Put the material starting at the line that contains "Task: annotate every instance of the inflatable" and ending at the line that contains "Query: inflatable tube" into a numbered list, both of those lines included and any blank lines left out.

▶

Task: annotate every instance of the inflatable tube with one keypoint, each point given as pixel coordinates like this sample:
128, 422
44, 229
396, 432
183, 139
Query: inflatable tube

◀
▶

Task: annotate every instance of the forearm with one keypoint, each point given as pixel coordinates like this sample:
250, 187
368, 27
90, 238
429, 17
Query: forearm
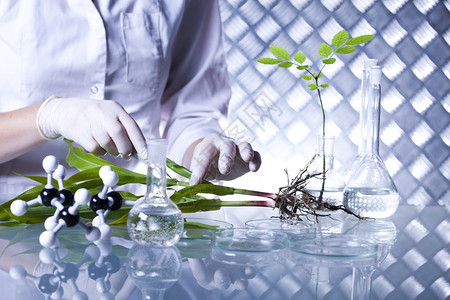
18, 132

◀

#### Reply to the exercise
1. Task: annotate every instance of the inflatable tube with one keypoint, each point given as pixel coordinates like this sample:
2. 128, 422
3. 44, 229
4. 396, 432
5. 183, 139
6. Query: inflatable tube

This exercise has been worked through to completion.